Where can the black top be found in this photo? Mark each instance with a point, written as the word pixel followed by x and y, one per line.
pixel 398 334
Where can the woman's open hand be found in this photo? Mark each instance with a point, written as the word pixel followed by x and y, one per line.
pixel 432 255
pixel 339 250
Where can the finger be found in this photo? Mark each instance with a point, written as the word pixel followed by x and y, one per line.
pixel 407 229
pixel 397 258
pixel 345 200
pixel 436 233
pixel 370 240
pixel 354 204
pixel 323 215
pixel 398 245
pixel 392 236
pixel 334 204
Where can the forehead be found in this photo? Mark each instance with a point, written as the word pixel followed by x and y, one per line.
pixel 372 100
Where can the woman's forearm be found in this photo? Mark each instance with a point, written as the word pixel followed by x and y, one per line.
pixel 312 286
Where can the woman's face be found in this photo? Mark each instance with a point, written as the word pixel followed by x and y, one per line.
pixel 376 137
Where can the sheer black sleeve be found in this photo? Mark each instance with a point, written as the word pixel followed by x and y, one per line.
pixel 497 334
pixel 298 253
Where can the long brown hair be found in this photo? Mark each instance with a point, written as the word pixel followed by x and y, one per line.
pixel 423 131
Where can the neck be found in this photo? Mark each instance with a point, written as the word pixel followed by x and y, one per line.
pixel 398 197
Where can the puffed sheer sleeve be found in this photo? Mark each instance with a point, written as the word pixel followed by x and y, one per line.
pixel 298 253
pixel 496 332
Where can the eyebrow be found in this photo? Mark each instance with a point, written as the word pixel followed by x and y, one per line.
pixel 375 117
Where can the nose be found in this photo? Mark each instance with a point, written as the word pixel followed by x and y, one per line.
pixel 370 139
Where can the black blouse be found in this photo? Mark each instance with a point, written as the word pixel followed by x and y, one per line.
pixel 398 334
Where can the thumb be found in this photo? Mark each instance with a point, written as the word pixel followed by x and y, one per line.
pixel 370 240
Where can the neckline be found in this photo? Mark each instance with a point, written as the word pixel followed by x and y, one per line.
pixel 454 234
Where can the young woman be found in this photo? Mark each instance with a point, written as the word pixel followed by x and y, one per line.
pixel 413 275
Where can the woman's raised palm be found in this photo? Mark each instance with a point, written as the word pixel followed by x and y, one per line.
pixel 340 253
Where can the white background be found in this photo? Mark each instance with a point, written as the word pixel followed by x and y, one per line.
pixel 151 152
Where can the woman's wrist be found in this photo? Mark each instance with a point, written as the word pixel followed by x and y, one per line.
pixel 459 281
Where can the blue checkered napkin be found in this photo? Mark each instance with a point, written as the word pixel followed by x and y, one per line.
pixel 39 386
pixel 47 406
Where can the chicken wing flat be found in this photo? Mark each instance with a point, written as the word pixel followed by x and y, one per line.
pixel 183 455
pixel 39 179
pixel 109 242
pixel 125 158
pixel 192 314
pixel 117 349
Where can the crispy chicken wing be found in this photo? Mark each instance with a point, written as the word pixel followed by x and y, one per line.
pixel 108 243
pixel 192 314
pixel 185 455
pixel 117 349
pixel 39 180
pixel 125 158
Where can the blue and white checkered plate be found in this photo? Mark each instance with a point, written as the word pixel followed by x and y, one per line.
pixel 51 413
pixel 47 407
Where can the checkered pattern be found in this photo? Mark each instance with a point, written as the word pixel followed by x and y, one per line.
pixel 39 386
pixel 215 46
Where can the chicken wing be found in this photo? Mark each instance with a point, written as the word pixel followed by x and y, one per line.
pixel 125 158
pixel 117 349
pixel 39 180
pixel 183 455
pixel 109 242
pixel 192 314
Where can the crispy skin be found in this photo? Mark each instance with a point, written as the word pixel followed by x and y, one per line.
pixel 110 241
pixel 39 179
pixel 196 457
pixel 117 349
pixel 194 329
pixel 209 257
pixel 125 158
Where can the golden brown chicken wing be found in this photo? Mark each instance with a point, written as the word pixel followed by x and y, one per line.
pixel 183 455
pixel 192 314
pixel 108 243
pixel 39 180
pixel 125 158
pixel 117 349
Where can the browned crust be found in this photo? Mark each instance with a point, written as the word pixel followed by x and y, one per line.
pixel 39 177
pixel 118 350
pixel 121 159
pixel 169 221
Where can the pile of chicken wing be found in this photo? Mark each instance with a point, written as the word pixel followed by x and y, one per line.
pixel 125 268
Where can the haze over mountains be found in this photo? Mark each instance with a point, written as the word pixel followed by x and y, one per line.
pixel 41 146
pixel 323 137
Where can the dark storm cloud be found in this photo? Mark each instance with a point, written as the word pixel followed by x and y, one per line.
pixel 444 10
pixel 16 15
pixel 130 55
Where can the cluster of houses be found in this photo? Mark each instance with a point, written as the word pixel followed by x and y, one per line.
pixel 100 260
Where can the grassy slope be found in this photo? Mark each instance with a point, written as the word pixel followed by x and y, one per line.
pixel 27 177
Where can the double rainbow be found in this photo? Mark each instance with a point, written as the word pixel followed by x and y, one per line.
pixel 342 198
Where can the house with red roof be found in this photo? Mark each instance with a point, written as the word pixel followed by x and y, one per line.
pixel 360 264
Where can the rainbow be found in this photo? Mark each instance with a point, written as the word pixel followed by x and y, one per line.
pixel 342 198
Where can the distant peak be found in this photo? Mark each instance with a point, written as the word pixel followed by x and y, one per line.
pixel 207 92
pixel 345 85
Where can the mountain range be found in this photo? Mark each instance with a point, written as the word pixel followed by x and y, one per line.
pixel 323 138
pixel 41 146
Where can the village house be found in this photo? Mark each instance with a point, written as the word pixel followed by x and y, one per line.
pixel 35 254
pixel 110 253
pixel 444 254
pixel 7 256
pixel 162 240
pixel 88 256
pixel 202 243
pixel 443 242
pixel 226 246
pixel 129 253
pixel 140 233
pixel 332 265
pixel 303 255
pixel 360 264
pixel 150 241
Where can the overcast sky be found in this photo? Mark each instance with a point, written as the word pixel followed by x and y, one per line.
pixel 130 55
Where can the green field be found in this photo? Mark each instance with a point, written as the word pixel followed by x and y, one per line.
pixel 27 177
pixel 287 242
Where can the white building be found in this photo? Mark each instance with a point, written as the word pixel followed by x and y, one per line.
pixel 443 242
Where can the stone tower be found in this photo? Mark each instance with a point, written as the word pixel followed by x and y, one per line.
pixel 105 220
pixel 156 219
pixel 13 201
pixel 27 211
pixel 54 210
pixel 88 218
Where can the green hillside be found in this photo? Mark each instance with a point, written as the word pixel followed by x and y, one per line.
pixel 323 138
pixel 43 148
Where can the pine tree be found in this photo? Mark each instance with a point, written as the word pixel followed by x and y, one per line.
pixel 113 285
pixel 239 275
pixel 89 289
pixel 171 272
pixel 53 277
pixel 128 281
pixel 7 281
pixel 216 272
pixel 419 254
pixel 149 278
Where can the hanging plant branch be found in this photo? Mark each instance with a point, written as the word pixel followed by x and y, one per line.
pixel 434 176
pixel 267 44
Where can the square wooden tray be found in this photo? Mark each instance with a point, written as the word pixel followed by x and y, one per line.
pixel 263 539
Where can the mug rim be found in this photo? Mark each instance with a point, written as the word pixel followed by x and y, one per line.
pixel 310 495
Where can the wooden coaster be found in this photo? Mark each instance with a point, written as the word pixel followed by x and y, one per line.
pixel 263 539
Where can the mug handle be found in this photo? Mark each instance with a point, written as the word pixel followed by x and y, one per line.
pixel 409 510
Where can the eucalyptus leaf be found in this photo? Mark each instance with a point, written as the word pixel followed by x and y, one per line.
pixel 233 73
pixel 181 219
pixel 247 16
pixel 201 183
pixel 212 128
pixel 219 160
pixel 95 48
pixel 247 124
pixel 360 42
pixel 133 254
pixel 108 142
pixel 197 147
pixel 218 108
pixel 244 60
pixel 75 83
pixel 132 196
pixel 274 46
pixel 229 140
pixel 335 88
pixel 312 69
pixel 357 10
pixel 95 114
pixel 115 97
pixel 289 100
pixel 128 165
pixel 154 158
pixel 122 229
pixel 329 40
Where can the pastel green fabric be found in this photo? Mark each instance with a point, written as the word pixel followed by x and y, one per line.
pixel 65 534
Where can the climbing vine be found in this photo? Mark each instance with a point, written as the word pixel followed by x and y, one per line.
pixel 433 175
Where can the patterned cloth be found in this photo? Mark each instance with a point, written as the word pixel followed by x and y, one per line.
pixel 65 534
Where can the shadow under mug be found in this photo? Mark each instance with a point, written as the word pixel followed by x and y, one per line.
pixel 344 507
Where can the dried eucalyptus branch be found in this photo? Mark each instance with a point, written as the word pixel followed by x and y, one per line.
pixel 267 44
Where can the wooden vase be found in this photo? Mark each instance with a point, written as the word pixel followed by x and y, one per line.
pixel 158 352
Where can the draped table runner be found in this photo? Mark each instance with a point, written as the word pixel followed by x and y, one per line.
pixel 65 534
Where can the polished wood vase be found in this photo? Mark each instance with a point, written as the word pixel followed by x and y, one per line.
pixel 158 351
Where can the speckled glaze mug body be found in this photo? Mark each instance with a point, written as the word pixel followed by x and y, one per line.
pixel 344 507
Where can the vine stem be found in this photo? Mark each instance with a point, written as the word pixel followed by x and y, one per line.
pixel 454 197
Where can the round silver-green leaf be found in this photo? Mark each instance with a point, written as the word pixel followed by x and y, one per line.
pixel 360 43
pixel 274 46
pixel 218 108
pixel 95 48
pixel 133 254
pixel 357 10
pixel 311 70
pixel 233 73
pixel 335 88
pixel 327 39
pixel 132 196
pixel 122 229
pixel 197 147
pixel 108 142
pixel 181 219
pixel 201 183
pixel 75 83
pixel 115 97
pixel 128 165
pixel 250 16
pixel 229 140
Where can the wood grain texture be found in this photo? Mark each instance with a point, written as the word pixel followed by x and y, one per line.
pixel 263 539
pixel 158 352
==================================================
#### Problem to solve
Render the records from the line that contains "Where can the overcast" through the line that contains "pixel 287 242" as a two-column CSV with the headers text and answer. Give one row per record, with each value in quotes and any line breaks replaced by spaces.

#### Correct result
text,answer
"Where can the overcast sky be found in this photo? Mark each instance with a point, written as the word pixel followed by x and y, one per line.","pixel 130 55"
"Where can the green field be found in this photo? Mark each instance with a point, written as the word pixel followed by x and y, one per line.","pixel 27 177 pixel 287 242"